----- Given passage

A U.S. college student released from North Korea in a coma after 17 months of detention died Monday, his family said, blaming the "awful torturous mistreatment our son received at the hands of the North Koreans."

Otto Warmbier, a 22-year-old University of Virginia student, died at 2:20 p.m., the family said.

"Unfortunately, the awful torturous mistreatment our son received at the hands of the North Koreans ensured that no other outcome was possible beyond the sad one we experienced today," the family said in a statement.

"When Otto returned to Cincinnati late on June 13, he was unable to speak, unable to see and unable to react to verbal commands. He looked very uncomfortable -- almost anguished. Although we would never hear his voice again, within a day the countenance of his face changed -- he was at peace. He was home, and we believe he could sense that," the statement said.

U.S. President Donald Trump condemned North Korea's "brutality."

"Otto's fate deepens my administration's determination to prevent such tragedies from befalling innocent people at the hands of regimes that do not respect the rule of law or basic human decency," Trump said. "The United States once again condemns the brutality of the North Korean regime as we mourn its latest victim."

Following Warmbier's release last week, Trump said a "truly terrible thing" happened to Warmbier.

Warmbier was arrested in the North in January last year for stealing a political propaganda sign from a hotel and was later sentenced to 15 years of hard labor. He was released last week, but in a coma. North Korean officials claimed Warmbier fell into a coma in March last year due to botulism and a sleeping pill.

Doctors said Warmbier had severe brain damage.

----------

Condense the paragraph of the article on Otto Warmbier's death that begins "Warmbier was arrested in the North" into a short bulleted list that keeps its main facts.

----- Records shown

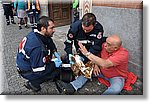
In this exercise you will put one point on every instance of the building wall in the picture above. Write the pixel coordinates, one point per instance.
(44, 7)
(127, 23)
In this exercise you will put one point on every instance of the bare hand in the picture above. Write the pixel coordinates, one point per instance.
(82, 48)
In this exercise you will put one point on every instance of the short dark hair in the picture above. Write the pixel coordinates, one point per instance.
(89, 19)
(43, 21)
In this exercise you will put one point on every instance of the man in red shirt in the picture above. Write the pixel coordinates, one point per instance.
(112, 66)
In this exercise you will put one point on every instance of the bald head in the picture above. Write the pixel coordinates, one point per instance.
(115, 40)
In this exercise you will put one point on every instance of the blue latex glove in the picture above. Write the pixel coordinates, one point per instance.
(57, 62)
(71, 62)
(56, 55)
(81, 58)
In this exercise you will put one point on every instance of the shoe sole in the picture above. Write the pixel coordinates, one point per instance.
(30, 88)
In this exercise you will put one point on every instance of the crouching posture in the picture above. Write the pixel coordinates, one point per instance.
(112, 66)
(34, 58)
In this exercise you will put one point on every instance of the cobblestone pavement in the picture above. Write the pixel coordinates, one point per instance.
(13, 84)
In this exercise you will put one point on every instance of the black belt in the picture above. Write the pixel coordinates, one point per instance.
(24, 71)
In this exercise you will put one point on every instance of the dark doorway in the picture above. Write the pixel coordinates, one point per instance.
(60, 11)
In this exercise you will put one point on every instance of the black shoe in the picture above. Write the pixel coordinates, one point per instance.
(20, 27)
(29, 86)
(65, 88)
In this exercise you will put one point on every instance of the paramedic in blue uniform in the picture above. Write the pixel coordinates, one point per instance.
(89, 32)
(34, 58)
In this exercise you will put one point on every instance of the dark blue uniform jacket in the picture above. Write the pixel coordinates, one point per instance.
(35, 52)
(91, 40)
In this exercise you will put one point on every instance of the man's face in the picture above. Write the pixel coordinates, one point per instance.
(87, 29)
(109, 46)
(50, 29)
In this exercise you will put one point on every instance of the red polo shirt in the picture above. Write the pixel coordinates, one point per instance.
(120, 60)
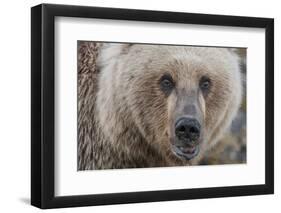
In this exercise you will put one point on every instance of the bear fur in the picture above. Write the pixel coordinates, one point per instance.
(124, 119)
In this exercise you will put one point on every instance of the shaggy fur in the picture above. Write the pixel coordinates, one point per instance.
(126, 121)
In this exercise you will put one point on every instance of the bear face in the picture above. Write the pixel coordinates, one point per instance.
(178, 100)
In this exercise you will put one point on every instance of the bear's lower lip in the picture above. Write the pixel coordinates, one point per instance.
(187, 152)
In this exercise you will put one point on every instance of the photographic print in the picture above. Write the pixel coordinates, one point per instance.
(155, 100)
(157, 105)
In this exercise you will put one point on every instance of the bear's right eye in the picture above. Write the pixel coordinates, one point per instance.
(166, 83)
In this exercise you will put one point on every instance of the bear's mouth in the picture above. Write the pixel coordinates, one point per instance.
(187, 152)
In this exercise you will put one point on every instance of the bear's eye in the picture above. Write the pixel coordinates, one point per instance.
(205, 83)
(166, 83)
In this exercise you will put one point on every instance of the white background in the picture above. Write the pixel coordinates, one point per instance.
(15, 106)
(70, 182)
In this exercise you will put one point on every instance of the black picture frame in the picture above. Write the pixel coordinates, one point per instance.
(43, 102)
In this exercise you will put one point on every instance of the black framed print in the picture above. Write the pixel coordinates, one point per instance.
(139, 106)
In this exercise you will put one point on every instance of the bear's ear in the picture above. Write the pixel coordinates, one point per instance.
(109, 52)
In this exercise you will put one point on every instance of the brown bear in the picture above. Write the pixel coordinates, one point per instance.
(143, 105)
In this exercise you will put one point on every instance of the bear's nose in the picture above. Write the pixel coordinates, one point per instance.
(187, 129)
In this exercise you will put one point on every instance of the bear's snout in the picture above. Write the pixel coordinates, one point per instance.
(187, 130)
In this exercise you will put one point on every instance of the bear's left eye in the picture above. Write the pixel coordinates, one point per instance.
(166, 83)
(205, 83)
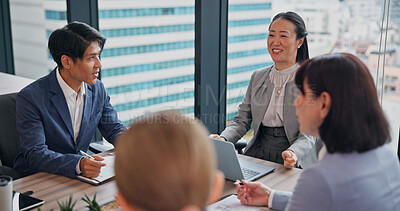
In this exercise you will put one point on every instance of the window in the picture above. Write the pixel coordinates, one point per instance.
(148, 60)
(32, 23)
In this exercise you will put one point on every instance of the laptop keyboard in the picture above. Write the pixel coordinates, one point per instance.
(248, 173)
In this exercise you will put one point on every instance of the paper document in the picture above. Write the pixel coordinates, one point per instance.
(232, 203)
(106, 172)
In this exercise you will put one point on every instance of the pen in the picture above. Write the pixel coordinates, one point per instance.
(86, 155)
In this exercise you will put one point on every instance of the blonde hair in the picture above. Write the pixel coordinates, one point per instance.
(165, 162)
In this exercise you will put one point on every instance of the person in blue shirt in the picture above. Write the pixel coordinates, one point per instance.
(338, 103)
(57, 115)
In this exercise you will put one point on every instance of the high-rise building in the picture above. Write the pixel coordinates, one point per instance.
(148, 59)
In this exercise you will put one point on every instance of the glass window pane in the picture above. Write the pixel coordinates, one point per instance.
(391, 73)
(32, 23)
(148, 59)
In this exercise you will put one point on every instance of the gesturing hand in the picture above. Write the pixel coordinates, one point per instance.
(289, 158)
(253, 193)
(216, 136)
(91, 168)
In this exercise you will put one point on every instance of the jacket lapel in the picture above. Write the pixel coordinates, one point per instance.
(289, 111)
(87, 109)
(59, 102)
(263, 96)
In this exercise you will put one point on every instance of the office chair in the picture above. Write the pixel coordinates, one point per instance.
(9, 142)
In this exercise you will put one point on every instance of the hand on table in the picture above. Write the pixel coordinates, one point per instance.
(253, 193)
(91, 168)
(216, 136)
(289, 158)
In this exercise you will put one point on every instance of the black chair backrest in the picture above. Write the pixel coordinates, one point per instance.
(9, 142)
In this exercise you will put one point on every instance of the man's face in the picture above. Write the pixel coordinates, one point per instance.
(87, 69)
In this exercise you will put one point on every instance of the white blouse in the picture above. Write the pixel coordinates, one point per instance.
(274, 115)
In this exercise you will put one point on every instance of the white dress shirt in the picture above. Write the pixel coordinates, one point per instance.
(274, 115)
(75, 102)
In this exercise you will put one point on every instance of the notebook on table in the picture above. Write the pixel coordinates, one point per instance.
(106, 172)
(236, 168)
(22, 202)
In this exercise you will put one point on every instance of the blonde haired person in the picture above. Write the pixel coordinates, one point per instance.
(166, 162)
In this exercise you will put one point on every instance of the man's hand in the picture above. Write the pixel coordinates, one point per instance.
(216, 136)
(253, 193)
(91, 168)
(289, 158)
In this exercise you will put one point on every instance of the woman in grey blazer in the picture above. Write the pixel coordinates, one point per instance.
(338, 103)
(268, 102)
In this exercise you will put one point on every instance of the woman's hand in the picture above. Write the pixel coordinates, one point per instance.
(216, 136)
(289, 158)
(253, 193)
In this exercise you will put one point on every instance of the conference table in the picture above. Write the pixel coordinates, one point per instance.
(52, 187)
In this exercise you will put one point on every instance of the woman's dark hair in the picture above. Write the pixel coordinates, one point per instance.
(355, 121)
(72, 40)
(302, 52)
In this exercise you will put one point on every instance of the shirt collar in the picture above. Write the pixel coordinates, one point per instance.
(286, 71)
(67, 90)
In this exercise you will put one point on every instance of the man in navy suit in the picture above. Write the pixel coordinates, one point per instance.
(57, 115)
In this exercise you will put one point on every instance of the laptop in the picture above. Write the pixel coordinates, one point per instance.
(236, 168)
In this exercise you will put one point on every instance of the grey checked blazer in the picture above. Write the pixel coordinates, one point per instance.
(252, 110)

----------

▶ Full answer:
- Arrested in North Korea in January last year for stealing a political propaganda sign from a hotel
- Later sentenced to 15 years of hard labor
- Released last week, but in a coma
- North Korean officials claimed he fell into the coma in March last year because of botulism and a sleeping pill